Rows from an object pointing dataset
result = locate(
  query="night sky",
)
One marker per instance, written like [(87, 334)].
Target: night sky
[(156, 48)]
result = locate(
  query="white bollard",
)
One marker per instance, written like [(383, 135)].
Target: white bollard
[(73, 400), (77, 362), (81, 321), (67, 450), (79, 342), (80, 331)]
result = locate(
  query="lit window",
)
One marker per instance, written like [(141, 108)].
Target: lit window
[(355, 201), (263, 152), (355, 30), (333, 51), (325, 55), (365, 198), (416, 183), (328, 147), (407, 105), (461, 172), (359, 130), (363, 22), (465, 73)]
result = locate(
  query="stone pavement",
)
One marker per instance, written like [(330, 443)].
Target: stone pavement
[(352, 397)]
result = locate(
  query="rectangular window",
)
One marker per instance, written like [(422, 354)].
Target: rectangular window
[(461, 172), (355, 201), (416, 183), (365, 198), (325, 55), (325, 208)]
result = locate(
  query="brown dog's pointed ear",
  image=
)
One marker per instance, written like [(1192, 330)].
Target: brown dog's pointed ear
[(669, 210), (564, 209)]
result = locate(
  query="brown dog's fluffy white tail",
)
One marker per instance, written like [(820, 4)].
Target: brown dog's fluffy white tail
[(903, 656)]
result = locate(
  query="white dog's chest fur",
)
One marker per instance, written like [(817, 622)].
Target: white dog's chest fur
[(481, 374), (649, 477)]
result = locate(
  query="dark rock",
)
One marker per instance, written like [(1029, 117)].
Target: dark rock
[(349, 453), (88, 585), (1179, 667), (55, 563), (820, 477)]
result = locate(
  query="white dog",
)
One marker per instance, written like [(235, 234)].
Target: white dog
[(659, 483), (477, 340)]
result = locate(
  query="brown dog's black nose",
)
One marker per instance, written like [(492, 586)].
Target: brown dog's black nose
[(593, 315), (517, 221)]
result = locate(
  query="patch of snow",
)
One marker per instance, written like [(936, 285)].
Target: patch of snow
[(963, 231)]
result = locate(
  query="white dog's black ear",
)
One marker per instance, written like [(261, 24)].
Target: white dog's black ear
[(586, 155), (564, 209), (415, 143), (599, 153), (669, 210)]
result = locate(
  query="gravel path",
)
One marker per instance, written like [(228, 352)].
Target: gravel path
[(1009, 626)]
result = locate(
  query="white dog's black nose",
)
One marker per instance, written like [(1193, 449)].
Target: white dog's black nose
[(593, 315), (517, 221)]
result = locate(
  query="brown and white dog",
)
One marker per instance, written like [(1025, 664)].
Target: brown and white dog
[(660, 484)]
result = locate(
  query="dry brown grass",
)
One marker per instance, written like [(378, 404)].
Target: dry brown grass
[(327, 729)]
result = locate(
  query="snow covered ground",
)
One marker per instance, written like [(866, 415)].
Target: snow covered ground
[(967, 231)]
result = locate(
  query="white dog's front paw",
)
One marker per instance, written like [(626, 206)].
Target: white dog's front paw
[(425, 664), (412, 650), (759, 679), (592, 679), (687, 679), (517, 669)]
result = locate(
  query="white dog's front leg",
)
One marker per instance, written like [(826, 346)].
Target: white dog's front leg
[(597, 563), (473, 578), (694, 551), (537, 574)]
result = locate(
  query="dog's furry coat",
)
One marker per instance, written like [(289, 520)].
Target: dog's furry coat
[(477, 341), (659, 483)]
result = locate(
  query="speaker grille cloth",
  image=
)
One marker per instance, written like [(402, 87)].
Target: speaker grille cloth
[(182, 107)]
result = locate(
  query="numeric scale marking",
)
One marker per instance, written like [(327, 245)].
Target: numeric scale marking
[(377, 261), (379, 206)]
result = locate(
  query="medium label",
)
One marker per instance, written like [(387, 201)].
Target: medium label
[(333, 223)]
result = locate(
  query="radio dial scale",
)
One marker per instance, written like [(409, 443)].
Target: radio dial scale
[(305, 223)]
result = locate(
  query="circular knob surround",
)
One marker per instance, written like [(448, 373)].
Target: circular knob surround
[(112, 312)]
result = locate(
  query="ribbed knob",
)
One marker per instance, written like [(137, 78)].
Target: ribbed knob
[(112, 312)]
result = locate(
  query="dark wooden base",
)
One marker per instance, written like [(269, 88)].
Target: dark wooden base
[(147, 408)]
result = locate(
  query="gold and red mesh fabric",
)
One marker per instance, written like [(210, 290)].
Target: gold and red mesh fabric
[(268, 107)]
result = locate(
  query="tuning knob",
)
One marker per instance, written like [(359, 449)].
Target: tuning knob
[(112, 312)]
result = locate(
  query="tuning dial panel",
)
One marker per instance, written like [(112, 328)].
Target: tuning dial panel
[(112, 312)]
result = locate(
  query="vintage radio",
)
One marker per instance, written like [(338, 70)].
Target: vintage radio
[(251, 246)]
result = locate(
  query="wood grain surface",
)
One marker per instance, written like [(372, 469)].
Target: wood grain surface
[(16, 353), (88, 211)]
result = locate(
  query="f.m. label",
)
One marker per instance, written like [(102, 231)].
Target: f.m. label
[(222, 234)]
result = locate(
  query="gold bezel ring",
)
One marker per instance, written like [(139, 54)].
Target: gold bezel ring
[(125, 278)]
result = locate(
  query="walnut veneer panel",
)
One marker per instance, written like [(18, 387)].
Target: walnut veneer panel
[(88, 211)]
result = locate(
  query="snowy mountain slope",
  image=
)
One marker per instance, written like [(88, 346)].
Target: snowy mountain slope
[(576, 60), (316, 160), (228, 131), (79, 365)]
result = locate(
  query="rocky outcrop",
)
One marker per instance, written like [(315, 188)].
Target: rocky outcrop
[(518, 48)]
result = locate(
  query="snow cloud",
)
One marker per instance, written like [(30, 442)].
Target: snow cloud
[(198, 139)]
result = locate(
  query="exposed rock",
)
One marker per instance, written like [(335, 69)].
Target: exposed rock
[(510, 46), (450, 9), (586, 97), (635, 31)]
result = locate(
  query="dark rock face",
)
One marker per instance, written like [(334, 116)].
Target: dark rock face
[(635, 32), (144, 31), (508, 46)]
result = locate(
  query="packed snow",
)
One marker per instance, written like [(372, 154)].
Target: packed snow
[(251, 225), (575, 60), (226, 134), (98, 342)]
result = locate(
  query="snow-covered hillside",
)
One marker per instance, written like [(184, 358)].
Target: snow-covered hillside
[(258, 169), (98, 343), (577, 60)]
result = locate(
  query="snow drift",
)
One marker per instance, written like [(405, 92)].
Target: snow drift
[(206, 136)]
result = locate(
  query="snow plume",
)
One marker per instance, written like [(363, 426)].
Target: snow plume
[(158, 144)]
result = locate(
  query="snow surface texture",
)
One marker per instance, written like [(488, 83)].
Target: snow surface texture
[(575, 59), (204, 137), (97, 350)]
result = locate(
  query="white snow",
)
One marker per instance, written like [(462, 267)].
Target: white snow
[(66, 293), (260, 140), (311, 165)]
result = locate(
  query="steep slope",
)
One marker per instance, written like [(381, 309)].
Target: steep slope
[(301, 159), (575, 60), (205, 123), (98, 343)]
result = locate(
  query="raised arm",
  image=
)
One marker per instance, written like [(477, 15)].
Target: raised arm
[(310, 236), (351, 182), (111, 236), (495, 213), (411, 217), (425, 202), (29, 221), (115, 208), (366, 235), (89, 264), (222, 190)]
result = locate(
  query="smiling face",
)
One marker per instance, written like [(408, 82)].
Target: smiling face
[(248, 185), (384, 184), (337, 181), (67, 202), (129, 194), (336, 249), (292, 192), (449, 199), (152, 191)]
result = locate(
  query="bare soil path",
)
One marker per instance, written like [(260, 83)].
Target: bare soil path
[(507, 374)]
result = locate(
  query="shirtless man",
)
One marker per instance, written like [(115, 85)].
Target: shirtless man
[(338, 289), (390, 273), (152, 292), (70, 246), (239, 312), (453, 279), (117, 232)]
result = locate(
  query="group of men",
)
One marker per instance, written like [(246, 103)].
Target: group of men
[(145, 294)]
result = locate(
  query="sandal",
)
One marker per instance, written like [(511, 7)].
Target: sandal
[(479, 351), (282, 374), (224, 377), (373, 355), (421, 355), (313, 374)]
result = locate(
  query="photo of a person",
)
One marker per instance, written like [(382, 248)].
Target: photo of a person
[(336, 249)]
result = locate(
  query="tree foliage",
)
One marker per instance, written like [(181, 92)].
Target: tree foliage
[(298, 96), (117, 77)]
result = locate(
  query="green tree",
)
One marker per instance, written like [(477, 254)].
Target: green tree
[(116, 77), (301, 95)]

**YOUR TASK:** Show each line of the material above that contains the string "panel", treating uppercase and lowercase as different.

**EXERCISE SOLUTION:**
  query="tuning dial panel",
Target: tuning dial panel
  query="walnut veneer panel",
Target: walnut veneer panel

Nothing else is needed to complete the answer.